Exercise: Reproduce exactly, from the data that follows, the line with "point: bokeh background", the line with "point: spiny leg", and every line that lies between them.

※

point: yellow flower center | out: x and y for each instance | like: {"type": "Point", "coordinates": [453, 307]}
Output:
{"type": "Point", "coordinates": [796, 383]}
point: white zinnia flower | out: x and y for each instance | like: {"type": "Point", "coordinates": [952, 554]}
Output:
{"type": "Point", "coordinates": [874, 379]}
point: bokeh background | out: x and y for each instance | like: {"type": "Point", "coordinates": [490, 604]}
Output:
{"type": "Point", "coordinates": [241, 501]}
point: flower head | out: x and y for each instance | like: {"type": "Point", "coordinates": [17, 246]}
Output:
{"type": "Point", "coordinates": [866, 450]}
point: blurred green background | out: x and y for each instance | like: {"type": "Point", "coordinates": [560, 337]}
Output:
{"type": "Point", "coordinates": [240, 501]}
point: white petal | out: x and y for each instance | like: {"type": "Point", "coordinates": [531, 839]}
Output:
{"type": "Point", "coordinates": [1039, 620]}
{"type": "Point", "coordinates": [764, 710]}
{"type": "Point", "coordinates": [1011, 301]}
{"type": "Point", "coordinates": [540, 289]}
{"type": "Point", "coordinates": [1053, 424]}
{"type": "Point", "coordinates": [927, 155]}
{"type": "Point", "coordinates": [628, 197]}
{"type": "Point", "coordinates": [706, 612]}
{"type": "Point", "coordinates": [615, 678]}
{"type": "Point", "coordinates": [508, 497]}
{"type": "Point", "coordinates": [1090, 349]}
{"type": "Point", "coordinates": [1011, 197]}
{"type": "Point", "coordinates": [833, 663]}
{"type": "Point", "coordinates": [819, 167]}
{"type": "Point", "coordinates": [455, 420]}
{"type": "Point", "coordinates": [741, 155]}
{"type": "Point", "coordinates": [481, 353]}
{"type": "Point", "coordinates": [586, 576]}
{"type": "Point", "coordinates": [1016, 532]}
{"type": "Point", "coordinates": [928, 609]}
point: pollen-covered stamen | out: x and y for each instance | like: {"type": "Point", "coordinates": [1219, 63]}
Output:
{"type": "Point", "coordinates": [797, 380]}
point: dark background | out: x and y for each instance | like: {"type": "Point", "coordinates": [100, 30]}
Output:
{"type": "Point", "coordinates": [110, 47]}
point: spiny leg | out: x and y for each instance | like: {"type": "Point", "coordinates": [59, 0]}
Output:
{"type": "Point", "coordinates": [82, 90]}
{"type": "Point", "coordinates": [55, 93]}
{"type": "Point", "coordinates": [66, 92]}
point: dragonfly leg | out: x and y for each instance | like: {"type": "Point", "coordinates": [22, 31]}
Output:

※

Expected answer:
point: bokeh background | out: x and y for each instance | like: {"type": "Point", "coordinates": [490, 604]}
Output:
{"type": "Point", "coordinates": [241, 501]}
point: flower head | out: x and y for each instance | like: {"type": "Point", "coordinates": [17, 246]}
Output:
{"type": "Point", "coordinates": [866, 450]}
point: blurred green background | out: x and y for each instance | like: {"type": "Point", "coordinates": [560, 337]}
Output:
{"type": "Point", "coordinates": [240, 501]}
point: white petal | out: x and y for each instance | like: {"type": "Point", "coordinates": [531, 839]}
Output:
{"type": "Point", "coordinates": [1039, 620]}
{"type": "Point", "coordinates": [764, 710]}
{"type": "Point", "coordinates": [1011, 301]}
{"type": "Point", "coordinates": [540, 289]}
{"type": "Point", "coordinates": [1053, 424]}
{"type": "Point", "coordinates": [927, 155]}
{"type": "Point", "coordinates": [628, 197]}
{"type": "Point", "coordinates": [706, 612]}
{"type": "Point", "coordinates": [615, 678]}
{"type": "Point", "coordinates": [508, 497]}
{"type": "Point", "coordinates": [1090, 349]}
{"type": "Point", "coordinates": [1011, 197]}
{"type": "Point", "coordinates": [833, 663]}
{"type": "Point", "coordinates": [819, 167]}
{"type": "Point", "coordinates": [455, 420]}
{"type": "Point", "coordinates": [741, 155]}
{"type": "Point", "coordinates": [481, 353]}
{"type": "Point", "coordinates": [586, 576]}
{"type": "Point", "coordinates": [1016, 532]}
{"type": "Point", "coordinates": [928, 609]}
point: pollen-covered stamen | out: x and y for each instance | like: {"type": "Point", "coordinates": [1219, 63]}
Output:
{"type": "Point", "coordinates": [797, 380]}
point: dark background | out: x and y for each instance | like: {"type": "Point", "coordinates": [100, 30]}
Output:
{"type": "Point", "coordinates": [110, 47]}
point: spiny leg | out: x and y for each instance | like: {"type": "Point", "coordinates": [59, 0]}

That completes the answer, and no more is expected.